**PROVIDED PASSAGE:**
★ ★ ★

Referring frequently to “Detroit drug dealers,” Stuart spoke about the effectiveness of his office in prosecuting those responsible for drug trafficking in southern West Virginia. Locking up out-of-state drug dealers is a primary focus for Stuart and the 33 assistant U.S. attorneys working under him in West Virginia’s Southern District.
“We’re working around the clock,” Stuart said, boasting that he and his team “have the toughest record” in the country in drug prosecutions.
“We’ve got communities in crisis, and they need a lot of help,” he noted. “We should be angry about this; I am a lot angry. We’ve got drug take-downs going on all the time.”
Later in his presentation, Stuart added, “I’m not empathetic to drug dealers. I’m empathetic with victims of crimes.”
He counts among those victims the drug users who are seeking treatment in various facilities throughout his district. Drug use, he emphasized, cuts across “every demographic.”
“There’s no one size fits all in treatment,” he said. “I’m a big believer in redemption.”
To no one’s surprise, Stuart spoke at some length about his well-documented opposition to efforts to legalize marijuana.
“I’m very outspoken about marijuana,” he pointed out. “I’m a critic of marijuana.”
He said marijuana use is linked to violent crime, that it is difficult to test for the drug in a user’s system and that today’s marijuana is much more potent than the Woodstock generation’s was.
“Teen usage is through the roof,” Stuart said.
He urged his audience to be wary of those who are lobbying in favor of legalization, saying, “Use your own mind and make your own judgment.”
Those attending Thursday’s forum — presented in partnership with West Virginia’s Substance Abuse Prevention Coalitions — included Greenbrier County Commissioner Tammy Tincher, Greenbrier County Sheriff Bruce Sloan and Lewisburg Police Chief Chris Teubert.

★ ★ ★

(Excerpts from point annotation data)
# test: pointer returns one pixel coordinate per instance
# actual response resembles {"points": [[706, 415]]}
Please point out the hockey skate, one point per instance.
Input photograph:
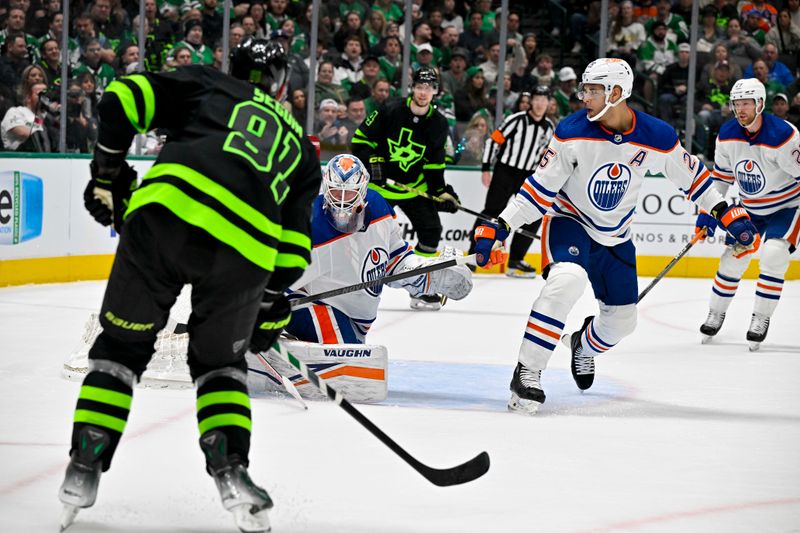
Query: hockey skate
{"points": [[711, 326], [582, 366], [247, 501], [526, 391], [426, 302], [757, 332], [520, 269], [79, 489]]}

★ ★ ★

**WRITTEN INSTRUCTION 1:** Edit the part of the text about Stuart that opens with the words containing "Those attending Thursday’s" and closes with "Chief Chris Teubert.", replacing "forum" with "meeting".
**WRITTEN INSTRUCTION 2:** Based on the text about Stuart, decide whether each statement is true: (a) Stuart has 33 assistant U.S. attorneys working under him; (b) Stuart said he is empathetic to drug dealers; (c) the Greenbrier County Sheriff at the forum was Chris Teubert. Answer yes or no for each, and quote the words from the text that settle it.
The data is separate material and is not part of the text about Stuart.

**EXPECTED OUTPUT 1:**
Those attending Thursday’s meeting — presented in partnership with West Virginia’s Substance Abuse Prevention Coalitions — included Greenbrier County Commissioner Tammy Tincher, Greenbrier County Sheriff Bruce Sloan and Lewisburg Police Chief Chris Teubert.

**EXPECTED OUTPUT 2:**
(a) Yes: "the 33 assistant U.S. attorneys working under him"
(b) No: "I’m not empathetic to drug dealers."
(c) No: "Greenbrier County Sheriff Bruce Sloan and Lewisburg Police Chief Chris Teubert"